▶ **PROBLEM REQUIREMENTS**
Copy the entries below from the line with "the stone bench" to the line with "[(162, 662), (5, 656)]", switching "stone bench" to "wooden bench" and changing nothing else.

— START OF RECORDS TO PROCESS —

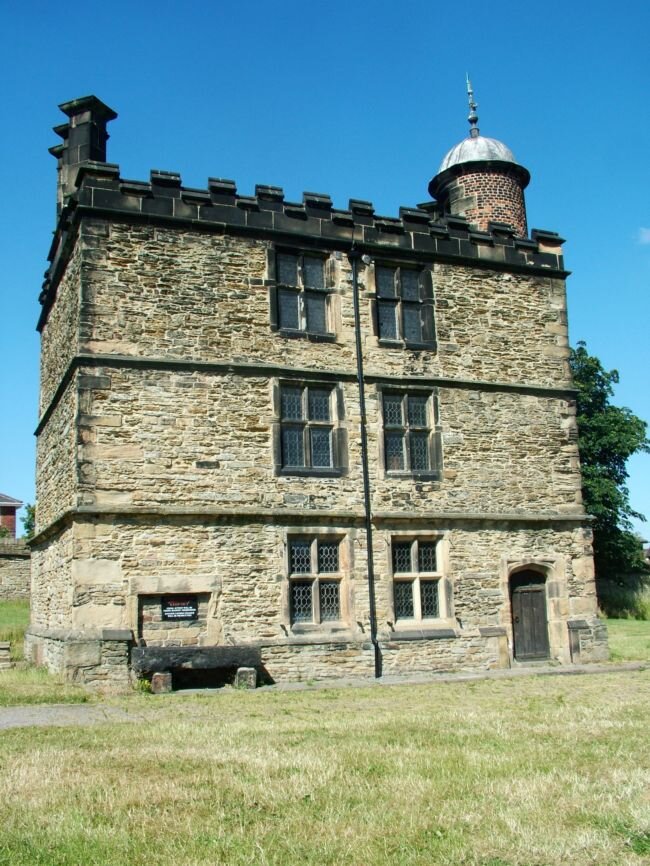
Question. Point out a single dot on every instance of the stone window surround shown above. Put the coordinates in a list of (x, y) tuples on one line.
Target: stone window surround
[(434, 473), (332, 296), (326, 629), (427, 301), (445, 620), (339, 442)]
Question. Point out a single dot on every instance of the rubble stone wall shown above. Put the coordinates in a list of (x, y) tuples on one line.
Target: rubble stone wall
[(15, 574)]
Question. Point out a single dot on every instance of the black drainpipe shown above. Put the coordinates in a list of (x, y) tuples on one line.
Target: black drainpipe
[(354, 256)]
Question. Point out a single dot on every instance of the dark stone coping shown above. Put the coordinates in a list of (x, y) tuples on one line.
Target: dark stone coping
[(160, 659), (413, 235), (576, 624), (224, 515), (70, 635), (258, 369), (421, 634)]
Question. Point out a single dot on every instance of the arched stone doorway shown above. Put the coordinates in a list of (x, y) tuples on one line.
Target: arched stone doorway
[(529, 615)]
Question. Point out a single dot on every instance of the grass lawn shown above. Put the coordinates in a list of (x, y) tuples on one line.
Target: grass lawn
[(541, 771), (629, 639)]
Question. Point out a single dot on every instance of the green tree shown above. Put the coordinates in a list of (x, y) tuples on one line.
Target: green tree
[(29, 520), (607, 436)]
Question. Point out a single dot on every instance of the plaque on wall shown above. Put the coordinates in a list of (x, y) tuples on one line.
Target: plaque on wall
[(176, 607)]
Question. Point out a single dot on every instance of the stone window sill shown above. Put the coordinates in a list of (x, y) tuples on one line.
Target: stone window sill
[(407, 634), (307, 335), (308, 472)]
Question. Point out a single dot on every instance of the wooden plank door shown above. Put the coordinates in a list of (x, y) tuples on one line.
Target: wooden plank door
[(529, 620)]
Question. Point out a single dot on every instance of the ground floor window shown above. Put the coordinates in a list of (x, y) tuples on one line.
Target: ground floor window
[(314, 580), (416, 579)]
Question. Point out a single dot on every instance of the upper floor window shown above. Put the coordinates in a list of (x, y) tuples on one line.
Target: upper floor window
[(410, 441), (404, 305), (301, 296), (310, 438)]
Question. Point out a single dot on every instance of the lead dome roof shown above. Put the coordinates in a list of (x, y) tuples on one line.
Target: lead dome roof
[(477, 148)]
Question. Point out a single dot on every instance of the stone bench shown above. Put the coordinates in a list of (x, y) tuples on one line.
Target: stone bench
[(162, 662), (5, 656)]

— END OF RECORDS TO PROCESS —
— START OF RECORDS TO PROCESS —

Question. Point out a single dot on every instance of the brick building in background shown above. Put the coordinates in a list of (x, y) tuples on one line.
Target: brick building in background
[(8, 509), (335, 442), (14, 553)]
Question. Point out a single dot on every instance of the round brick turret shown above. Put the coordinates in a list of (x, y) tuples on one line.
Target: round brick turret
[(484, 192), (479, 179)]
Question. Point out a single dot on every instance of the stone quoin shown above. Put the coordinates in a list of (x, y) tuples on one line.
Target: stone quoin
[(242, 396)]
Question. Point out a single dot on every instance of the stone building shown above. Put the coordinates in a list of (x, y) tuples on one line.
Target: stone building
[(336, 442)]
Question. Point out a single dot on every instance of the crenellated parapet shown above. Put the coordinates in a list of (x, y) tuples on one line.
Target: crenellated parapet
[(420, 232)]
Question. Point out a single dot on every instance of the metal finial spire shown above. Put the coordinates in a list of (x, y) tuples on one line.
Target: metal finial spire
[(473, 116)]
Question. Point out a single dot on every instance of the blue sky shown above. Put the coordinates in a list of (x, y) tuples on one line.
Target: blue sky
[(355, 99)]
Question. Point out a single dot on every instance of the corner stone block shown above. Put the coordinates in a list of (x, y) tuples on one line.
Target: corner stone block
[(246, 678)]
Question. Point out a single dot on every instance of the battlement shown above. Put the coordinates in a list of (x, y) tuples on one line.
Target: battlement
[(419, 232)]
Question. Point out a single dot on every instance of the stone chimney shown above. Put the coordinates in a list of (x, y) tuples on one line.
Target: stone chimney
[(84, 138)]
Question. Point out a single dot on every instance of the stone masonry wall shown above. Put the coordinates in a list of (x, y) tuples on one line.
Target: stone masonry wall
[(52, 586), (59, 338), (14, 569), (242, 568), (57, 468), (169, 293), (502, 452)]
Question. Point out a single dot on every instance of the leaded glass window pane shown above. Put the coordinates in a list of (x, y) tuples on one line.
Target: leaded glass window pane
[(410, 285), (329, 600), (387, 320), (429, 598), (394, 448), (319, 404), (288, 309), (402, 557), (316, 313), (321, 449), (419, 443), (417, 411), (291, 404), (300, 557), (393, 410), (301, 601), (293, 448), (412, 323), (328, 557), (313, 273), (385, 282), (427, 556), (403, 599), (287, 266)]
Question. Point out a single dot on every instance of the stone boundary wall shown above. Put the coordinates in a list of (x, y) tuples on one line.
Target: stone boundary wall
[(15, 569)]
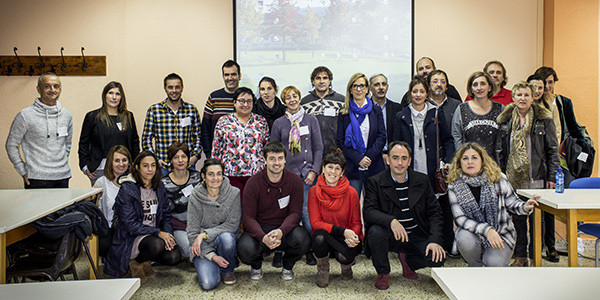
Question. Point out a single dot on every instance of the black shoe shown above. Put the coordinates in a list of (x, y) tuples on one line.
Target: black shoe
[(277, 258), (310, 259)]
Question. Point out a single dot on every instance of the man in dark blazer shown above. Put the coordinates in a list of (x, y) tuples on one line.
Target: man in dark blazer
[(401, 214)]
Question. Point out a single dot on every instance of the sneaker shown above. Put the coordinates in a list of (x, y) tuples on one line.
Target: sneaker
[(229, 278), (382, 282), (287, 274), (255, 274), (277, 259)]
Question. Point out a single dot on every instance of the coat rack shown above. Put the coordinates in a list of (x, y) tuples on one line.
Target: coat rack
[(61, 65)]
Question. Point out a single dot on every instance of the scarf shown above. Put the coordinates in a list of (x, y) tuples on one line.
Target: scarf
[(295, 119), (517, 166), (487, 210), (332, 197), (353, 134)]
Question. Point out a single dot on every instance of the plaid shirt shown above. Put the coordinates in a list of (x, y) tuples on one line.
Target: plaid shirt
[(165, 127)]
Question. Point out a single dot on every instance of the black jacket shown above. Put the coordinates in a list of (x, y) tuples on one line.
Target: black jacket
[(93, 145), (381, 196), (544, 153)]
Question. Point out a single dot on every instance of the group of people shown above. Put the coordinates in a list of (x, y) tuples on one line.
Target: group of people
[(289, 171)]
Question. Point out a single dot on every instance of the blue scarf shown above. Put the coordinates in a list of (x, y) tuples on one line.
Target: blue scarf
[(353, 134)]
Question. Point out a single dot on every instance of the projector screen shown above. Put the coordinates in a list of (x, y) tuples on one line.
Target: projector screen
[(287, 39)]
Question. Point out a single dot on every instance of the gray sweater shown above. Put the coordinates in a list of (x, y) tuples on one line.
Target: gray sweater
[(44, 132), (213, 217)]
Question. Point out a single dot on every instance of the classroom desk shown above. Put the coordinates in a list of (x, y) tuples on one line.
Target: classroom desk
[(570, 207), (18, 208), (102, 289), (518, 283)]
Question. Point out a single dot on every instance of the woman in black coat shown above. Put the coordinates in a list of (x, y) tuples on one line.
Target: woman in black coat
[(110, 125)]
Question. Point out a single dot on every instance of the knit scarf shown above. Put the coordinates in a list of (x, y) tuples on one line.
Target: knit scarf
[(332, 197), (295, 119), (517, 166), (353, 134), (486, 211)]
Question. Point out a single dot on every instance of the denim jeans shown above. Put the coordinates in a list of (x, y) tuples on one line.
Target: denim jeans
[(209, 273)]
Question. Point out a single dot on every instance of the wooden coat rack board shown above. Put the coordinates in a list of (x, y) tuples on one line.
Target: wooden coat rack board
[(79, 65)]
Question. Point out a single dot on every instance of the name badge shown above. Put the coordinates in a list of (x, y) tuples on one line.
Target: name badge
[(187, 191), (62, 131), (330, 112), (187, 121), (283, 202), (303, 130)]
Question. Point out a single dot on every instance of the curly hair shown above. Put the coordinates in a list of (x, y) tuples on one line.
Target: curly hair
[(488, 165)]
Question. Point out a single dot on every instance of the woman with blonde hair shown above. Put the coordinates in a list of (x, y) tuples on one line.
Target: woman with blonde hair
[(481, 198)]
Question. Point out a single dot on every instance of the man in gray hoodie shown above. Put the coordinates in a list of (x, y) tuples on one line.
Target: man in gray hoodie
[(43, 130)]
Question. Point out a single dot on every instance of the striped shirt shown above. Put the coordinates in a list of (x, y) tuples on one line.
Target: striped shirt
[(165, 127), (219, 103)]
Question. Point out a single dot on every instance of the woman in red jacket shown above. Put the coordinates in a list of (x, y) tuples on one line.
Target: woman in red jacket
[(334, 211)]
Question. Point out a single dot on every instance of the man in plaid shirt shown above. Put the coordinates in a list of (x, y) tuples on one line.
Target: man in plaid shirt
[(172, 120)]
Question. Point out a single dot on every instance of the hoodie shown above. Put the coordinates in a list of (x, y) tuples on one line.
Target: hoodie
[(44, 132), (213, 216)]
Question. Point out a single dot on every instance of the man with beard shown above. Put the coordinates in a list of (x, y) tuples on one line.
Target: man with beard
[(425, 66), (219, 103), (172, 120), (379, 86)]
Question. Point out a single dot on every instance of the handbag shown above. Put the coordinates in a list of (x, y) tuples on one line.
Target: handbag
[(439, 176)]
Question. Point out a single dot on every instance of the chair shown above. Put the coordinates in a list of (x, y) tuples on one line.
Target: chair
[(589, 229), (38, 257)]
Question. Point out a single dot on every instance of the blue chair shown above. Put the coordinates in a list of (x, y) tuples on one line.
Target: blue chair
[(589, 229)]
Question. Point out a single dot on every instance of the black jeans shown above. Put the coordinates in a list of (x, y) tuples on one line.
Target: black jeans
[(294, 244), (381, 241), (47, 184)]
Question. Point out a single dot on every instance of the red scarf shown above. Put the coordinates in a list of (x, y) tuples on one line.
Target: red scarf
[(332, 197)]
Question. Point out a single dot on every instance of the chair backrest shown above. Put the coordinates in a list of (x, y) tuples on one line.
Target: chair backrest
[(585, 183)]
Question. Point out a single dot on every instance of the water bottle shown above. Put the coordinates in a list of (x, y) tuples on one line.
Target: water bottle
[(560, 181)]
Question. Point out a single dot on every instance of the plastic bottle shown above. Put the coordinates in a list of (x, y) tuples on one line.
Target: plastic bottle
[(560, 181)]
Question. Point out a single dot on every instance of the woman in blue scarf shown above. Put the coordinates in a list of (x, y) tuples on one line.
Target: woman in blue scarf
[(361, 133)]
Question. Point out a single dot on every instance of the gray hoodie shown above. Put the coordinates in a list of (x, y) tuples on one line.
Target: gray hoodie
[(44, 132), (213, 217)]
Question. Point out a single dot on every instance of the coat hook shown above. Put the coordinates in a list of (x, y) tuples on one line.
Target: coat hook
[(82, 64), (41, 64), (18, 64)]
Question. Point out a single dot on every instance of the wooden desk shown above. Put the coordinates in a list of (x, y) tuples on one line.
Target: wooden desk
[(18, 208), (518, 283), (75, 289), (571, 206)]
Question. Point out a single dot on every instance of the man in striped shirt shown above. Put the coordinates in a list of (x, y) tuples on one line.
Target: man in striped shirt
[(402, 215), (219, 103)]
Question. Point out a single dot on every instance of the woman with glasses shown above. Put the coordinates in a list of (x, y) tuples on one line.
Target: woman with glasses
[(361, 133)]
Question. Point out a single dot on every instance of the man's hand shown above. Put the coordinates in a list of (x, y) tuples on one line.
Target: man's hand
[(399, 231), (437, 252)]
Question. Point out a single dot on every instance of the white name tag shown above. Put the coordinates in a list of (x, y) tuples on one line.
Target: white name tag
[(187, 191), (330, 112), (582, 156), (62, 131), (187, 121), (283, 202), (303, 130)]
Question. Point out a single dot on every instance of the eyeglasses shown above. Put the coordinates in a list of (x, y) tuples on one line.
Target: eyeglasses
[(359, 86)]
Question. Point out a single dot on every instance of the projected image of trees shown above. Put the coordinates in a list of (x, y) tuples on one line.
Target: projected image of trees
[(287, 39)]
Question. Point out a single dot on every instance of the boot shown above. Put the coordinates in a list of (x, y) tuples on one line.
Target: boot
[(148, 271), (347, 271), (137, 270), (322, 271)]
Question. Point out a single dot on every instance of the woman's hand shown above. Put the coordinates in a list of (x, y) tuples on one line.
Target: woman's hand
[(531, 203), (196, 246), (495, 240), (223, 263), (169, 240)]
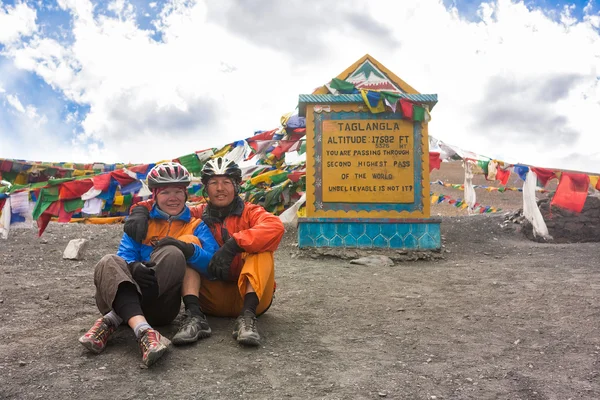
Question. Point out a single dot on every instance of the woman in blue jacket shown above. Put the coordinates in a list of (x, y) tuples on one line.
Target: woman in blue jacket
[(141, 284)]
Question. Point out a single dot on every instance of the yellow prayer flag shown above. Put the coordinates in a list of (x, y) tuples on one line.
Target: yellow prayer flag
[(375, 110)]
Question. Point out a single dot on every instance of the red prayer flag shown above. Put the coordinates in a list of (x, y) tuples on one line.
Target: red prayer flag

— END OF RECORDS TO PROCESS —
— START OF RECORDS TO PROCESS —

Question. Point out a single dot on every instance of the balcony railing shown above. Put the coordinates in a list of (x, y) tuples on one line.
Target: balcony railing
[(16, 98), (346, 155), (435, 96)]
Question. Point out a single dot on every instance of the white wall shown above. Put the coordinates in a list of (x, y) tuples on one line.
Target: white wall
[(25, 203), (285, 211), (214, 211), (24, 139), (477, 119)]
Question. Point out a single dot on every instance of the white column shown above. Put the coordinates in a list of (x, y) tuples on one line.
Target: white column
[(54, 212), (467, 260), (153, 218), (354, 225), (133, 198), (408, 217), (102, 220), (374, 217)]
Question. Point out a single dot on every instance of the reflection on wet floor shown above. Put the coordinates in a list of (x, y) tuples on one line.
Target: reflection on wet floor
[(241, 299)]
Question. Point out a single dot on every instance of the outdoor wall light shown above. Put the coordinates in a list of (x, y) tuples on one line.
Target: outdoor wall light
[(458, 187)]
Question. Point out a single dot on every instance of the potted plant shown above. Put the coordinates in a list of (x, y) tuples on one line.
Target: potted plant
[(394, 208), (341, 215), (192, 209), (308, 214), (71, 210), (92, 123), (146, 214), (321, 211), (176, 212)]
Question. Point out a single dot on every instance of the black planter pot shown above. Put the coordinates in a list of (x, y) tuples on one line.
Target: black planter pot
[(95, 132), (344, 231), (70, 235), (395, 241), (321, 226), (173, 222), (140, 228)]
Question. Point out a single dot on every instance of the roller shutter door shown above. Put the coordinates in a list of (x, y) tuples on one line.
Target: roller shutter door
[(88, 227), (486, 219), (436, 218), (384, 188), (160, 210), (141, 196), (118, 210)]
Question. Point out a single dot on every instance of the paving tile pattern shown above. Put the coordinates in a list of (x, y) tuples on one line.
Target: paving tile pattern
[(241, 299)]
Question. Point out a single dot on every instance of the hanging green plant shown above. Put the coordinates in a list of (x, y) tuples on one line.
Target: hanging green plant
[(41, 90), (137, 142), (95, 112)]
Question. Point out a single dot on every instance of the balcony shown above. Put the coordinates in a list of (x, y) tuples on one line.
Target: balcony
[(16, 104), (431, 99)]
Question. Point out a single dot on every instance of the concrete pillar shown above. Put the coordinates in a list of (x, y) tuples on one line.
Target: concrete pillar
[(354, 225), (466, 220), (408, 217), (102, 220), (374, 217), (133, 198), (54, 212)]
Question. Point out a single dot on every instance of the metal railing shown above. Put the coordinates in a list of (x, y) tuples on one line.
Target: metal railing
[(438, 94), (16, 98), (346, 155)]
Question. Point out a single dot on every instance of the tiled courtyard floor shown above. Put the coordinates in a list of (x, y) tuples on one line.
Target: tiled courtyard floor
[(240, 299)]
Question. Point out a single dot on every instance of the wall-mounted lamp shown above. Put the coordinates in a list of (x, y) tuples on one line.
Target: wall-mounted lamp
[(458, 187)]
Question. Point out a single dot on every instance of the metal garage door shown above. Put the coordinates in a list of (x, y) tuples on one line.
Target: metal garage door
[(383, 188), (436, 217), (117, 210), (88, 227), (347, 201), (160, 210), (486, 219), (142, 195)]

— END OF RECORDS TO PROCESS —

▶ **ANSWER TO THIS TASK**
Question. Point out a single dot on every instance of the wooden bench shown above. Put the coordinates in a list of (x, y) tuples on one line.
Target: wooden bench
[(162, 662), (5, 656)]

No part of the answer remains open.